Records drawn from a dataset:
*-*-*

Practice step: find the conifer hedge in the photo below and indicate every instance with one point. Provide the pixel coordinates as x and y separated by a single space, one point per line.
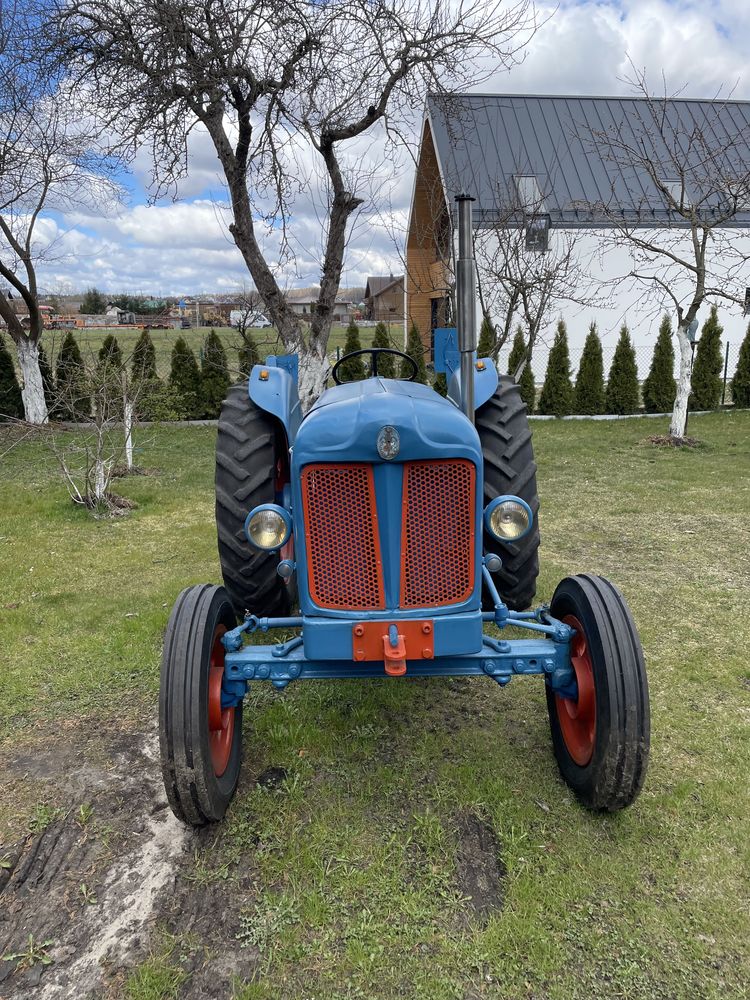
622 392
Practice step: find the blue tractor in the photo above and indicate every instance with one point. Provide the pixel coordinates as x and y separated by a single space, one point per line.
391 526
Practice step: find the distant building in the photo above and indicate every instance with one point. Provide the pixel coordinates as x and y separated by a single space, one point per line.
384 298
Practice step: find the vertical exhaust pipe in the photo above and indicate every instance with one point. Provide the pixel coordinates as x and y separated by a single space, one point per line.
466 302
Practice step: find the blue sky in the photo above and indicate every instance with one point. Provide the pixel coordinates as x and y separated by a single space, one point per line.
183 246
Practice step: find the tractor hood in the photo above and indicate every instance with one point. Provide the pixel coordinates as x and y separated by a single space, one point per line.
344 423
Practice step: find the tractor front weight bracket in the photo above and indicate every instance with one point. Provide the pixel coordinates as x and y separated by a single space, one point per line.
548 655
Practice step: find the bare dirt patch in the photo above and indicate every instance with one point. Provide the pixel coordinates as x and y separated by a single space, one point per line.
84 897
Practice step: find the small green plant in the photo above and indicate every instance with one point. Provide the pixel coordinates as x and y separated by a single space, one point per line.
706 379
556 397
386 362
352 370
659 386
415 350
35 953
741 380
589 394
622 386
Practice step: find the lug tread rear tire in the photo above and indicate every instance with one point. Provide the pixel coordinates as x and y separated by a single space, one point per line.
614 776
196 795
247 449
509 467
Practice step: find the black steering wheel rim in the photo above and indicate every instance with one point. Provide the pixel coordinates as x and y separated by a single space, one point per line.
373 352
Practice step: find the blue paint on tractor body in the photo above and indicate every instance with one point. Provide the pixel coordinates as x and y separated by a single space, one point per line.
342 427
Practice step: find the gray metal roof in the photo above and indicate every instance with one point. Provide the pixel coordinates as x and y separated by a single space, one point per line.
484 141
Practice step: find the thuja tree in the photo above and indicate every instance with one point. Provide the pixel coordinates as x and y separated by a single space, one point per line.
622 385
518 352
215 379
72 395
660 385
185 381
11 404
386 362
275 86
415 350
705 383
741 380
556 397
353 369
589 394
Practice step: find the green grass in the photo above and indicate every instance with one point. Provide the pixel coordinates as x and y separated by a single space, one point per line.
90 340
354 858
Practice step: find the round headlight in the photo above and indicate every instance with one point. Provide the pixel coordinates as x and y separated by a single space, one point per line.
508 518
268 527
388 443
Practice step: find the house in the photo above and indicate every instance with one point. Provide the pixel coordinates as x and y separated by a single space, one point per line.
534 162
384 298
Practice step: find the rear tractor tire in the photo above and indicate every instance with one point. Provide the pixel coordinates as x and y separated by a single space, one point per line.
201 744
601 738
509 468
252 465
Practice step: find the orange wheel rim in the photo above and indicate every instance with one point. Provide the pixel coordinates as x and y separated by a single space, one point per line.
220 720
577 717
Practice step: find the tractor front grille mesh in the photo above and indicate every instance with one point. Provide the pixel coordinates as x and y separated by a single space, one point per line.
437 533
341 531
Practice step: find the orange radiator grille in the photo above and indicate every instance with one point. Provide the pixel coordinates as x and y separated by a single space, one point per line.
437 533
341 530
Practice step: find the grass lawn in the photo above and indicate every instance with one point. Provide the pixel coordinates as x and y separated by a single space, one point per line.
348 873
90 340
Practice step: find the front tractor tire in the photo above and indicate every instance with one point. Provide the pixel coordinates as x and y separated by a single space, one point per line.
201 744
509 468
252 462
601 738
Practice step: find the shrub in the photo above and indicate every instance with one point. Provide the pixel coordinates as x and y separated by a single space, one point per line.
11 401
705 383
48 379
215 379
741 380
185 382
556 397
415 350
352 370
487 347
144 358
589 394
622 386
248 355
386 362
72 399
660 387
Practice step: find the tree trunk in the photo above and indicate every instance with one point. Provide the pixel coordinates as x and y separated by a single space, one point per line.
314 368
32 392
679 413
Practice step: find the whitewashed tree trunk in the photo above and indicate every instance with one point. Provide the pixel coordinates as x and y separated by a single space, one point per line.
32 391
313 373
679 413
128 421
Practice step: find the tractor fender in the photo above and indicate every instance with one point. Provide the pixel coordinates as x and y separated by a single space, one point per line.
275 391
485 383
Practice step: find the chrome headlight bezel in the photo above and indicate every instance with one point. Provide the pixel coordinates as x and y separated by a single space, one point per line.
281 513
493 505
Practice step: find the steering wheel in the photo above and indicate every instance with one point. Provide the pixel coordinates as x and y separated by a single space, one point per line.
374 352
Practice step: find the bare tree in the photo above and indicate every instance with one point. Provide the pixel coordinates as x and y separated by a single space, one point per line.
48 160
279 86
520 278
684 247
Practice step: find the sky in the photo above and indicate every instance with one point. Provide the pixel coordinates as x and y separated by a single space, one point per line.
183 247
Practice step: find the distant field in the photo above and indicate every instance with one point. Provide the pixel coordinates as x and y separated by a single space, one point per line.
267 340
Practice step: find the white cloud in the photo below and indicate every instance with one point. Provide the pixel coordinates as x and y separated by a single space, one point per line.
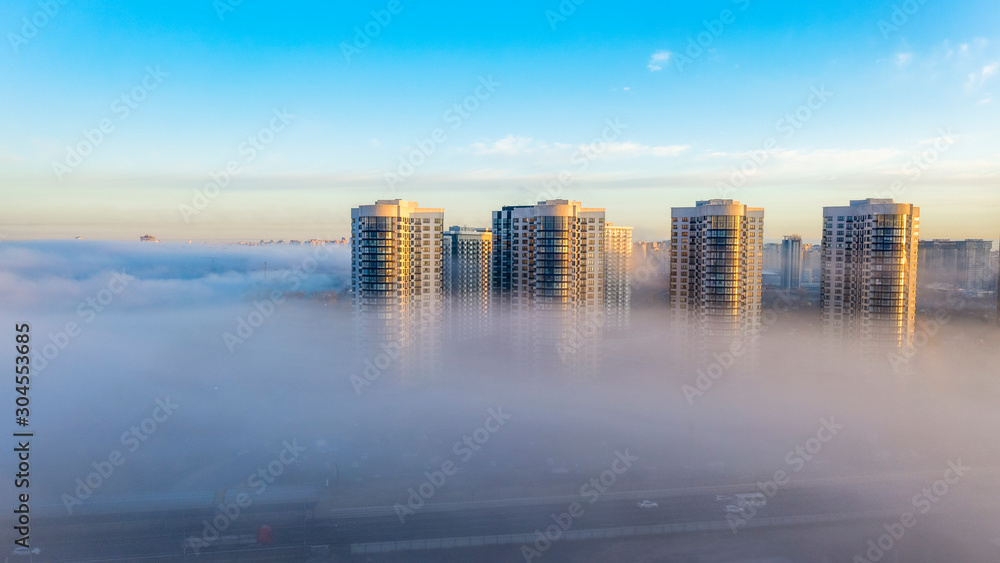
510 145
632 149
657 60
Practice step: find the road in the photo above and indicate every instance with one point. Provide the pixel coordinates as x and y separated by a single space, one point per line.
145 534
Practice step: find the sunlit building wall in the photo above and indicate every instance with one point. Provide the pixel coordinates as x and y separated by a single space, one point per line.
791 262
467 264
869 283
548 278
717 261
617 276
396 276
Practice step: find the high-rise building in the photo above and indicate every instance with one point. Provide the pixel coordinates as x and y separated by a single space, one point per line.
716 266
396 276
617 276
962 264
870 272
791 262
548 277
812 263
467 270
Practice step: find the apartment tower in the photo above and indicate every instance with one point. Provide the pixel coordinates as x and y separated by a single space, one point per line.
869 283
717 261
396 278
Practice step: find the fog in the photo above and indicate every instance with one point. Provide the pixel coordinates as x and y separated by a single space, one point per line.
159 334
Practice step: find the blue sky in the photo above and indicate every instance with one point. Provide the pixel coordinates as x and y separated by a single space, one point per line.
921 89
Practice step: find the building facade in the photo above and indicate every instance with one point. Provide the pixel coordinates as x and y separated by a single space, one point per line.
717 261
548 278
791 262
961 264
617 276
868 288
396 278
467 265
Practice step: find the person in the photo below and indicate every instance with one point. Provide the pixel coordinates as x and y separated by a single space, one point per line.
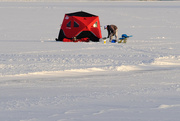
112 31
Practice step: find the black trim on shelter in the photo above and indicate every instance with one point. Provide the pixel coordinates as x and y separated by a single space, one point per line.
89 35
80 14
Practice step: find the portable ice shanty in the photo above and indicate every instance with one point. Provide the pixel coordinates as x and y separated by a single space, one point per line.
80 26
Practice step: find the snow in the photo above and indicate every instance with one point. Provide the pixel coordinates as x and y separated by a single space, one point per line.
45 80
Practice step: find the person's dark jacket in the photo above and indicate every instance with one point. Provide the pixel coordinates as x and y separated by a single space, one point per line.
111 30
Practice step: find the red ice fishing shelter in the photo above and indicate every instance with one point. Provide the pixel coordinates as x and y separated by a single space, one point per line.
80 26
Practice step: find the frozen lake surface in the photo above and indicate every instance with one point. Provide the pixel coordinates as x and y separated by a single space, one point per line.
45 80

*-*-*

◆ EXERCISE ◆
Exactly as they stand, the entries must be written out again, pictures excluded.

◆ WRITTEN ANSWER ◆
Practice step: find the conifer hedge in the photo below and indicate every instance with one point. Provide the pixel coordinates as x and y separated by a single space, one point per line.
622 392
Practice step: find the blue tractor in the photo above and indicate every instance with one point. Provide the pixel coordinates as x and y separated by a single space, one point per line.
391 526
Practice step: find the distant building in the photo above and indicate every instance with one point. Provide the pixel coordinates as x and y separated by a single space, one point per line.
384 298
Practice step: find the vertical exhaust pipe in the photo above and indicate every instance with one point. Provide the pixel coordinates as x and y separated by a single space, one point per line.
466 302
Practice step: find the blue sky in the photo above and indicate every instance with one point. Provide the pixel coordinates as x and y separated by a single space, one point per line.
183 246
Practice step: find the tractor hood in the photo above and indicate every instance with one point. Provide the pixel coordinates as x and y separated by a single space, one point per line.
344 423
Practice step: find the tractor front weight bracket in the photo above and indicate every instance with one point. Provide the pixel coordinates as x and y separated by a single space, one point per line.
548 655
Practice step: find the bare dirt patch in the photo above and indicate every instance with one point. Provide the pixel coordinates as x and y separated by a single space, one point per line.
84 897
Practice step: find the small green plant in the photo above and indicate every instance with one point. Provide the pixel coordinates as x and y separated by a single space, one point per line.
706 379
556 397
386 362
352 370
659 386
415 350
35 953
741 380
589 394
622 386
Practice step: find the lug tread rear tire in the photo above and indicate every instance with one point. Provide the pixel coordinates as x and y separated by a single space, one point per line.
614 776
196 795
247 449
509 467
Practice step: find the black steering wheel rim in the photo above and indicate every instance with one point. Provide the pixel coordinates as x and y separated by a single space, one point per line.
373 352
Practice step: find the blue paint on tractor body in the photo above and indicate every instance with one point. Provide the pixel coordinates as x and y separated by a single space, one point per line.
342 427
Practice step: find the gray metal roof in the photo above and indicate every instance with one point. Provide the pixel coordinates as x and y separated by a single space, one point per line.
484 141
Practice step: find the thuja tree in the photo above and indicate every instance with one point. Provide the pixel coordinates as x and y separated by a single space, one point per line.
622 385
518 352
215 379
72 395
660 385
185 381
11 404
386 362
275 86
415 350
705 383
741 380
556 397
353 369
589 394
Practice step: find the green grass in the photo above and indicate every instance with one point. Provide the pixel coordinates as x and y separated by a single space, one point per line.
90 340
354 858
Practice step: find the round headlight in the photo above and indicate every instance with one point. Provide the pixel coordinates as x and y separated by a single space, one point per line.
508 518
268 527
388 443
Practice step: find the house in the photo above and indicate every instance with one point. Provide the pixel coordinates as x and y separated by a single space, one point per line.
534 162
384 298
Practice step: find the rear tractor tire in the photo above and indicate every instance with one point. Provide the pixel coordinates as x and y separated by a single space, one point per line.
201 744
601 738
509 468
252 465
Practice step: find the orange wheel rim in the photo above and indicate every instance with one point. Provide the pixel coordinates as x and y separated by a single space, one point per line.
220 720
577 717
Practice step: find the tractor front grille mesh in the photo above and indicate every instance with one point. Provide the pixel coordinates as x and y separated by a single space, one point per line.
437 533
341 531
Practice step: find the orange radiator grille in the photo above and indicate every instance with one point. Provide the pixel coordinates as x and y separated by a single space, one point per line.
437 533
341 530
Practice step: find the grass lawn in the photo above and indicate every instance with one point. Provide the pixel coordinates as x and y separated by a single space, one point per line.
348 873
90 340
Practice step: find the front tractor tire in the photo above and indicate every instance with one point. Provide the pixel coordinates as x and y separated by a single space, one point per line.
201 744
509 468
252 462
601 738
Practice step: find the shrub in the photo above and indicate every instance with one point. Provide the pixel coordinates as x and y separated by a single space, one point per line.
11 401
705 383
48 379
215 379
741 380
185 382
556 397
415 350
352 370
487 347
144 358
589 394
622 386
248 355
386 362
72 399
660 387
Practice step: find the tree trunk in the photo above and indicate every instance with one point. Provide the pixel coordinates as x and y separated by a single space, one point per line.
314 368
32 392
679 413
Practice step: find the whitewashed tree trunk in the photo above and indicate every instance with one point. Provide the pixel coordinates as x and y separated by a single space, one point per line.
32 391
313 373
679 413
128 421
Practice step: find the tractor fender in the photo above and indicate every instance with one point. Provide the pixel coordinates as x and y separated by a single space, one point per line.
275 391
485 383
Practice step: find the chrome headlight bezel in the photo above and indicate every instance with one point. Provide the pixel coordinates as x and y separated by a single space, one point per line.
281 513
493 505
Practice step: find the steering wheel in the photo above and indicate every instance with one point. Provide the pixel coordinates as x and y separated by a single space, one point per line.
374 352
Practice step: find the bare tree in the photo above and indicate every instance with one point. Provide the pixel coordinates as x and y separated by a single space, one point per line.
48 160
279 86
520 278
684 247
Practice step: find the sky in the photo above and indicate every instance with one point. Provide the pixel coordinates as x and y separated by a single space, one point per line.
183 247
Practice step: find the distant field in the photo above and indicate every instance with one point. Provide the pixel coordinates as x and y separated by a single space, one point per line.
267 340
Practice step: find the white cloud in the photo below and indicate every instance with one point. Provide the pixel coordinates as x and y separated by a single space, one point per line.
510 145
632 149
657 60
Practice step: find the road in the photo above and indicate every instance with one point. Provide the pixel coordinates as x and y separated by a single space, one point per line.
145 534
Practice step: find the sunlit building wall in the photo above and indicate every instance with one point. Provide the pixel coordinates as x and y separated by a single space, one point per line.
791 262
467 264
869 283
548 278
717 261
617 276
396 276
Practice step: find the high-rise building in the photo above and indicate every instance with one point. Provide the pixel coordinates as x and y separated by a single space, one point per line.
716 266
396 276
617 276
962 264
870 272
791 262
548 277
812 263
467 270
Practice step: find the apartment tower in the photo above and indicate every instance with one point. Provide the pixel coordinates as x and y separated by a single space, one point per line.
869 283
717 261
396 278
Practice step: find the fog in the photo above and indicate every instance with one point. Provide the pixel coordinates as x and y separated by a single space, one point per line.
159 334
Practice step: find the blue sky in the photo above and indicate every instance with one point. Provide the pixel coordinates as x and y separated by a single space, one point per line.
921 89
Practice step: find the building facade in the photo above and indicate every instance with one point. Provide the pixel coordinates as x and y separated by a single space, one point per line.
717 261
548 278
791 262
961 264
617 276
868 288
396 278
467 265
Practice step: find the person in the photo below and indicate every instance with one point. Provide the pixel coordinates as x and y separated by a single space, one point per line.
112 31
Practice step: find the black trim on shelter in the photo above and indicate every instance with one point. Provide the pixel coordinates as x and y separated by a single space, one point per line.
89 35
80 14
Practice step: find the portable ice shanty in the photo above and indicate every instance with one point. Provide the pixel coordinates as x and y separated by a single space, one point per line.
80 26
Practice step: find the snow in the photo above and indicate every instance with one point. Provide the pixel coordinates as x and y separated by a single space, one point per line.
45 80
Practice step: find the person's dark jacket in the photo above and indicate every instance with one point. Provide the pixel coordinates as x and y separated by a single space, one point per line.
111 30
Practice step: find the red ice fishing shelter in the photo above and indicate every instance with one point. Provide the pixel coordinates as x and y separated by a single space, one point per line.
80 26
Practice step: find the frozen lake surface in the photo above and indicate every instance with one point. Provide the pixel coordinates as x and y separated by a single space, one point per line.
45 80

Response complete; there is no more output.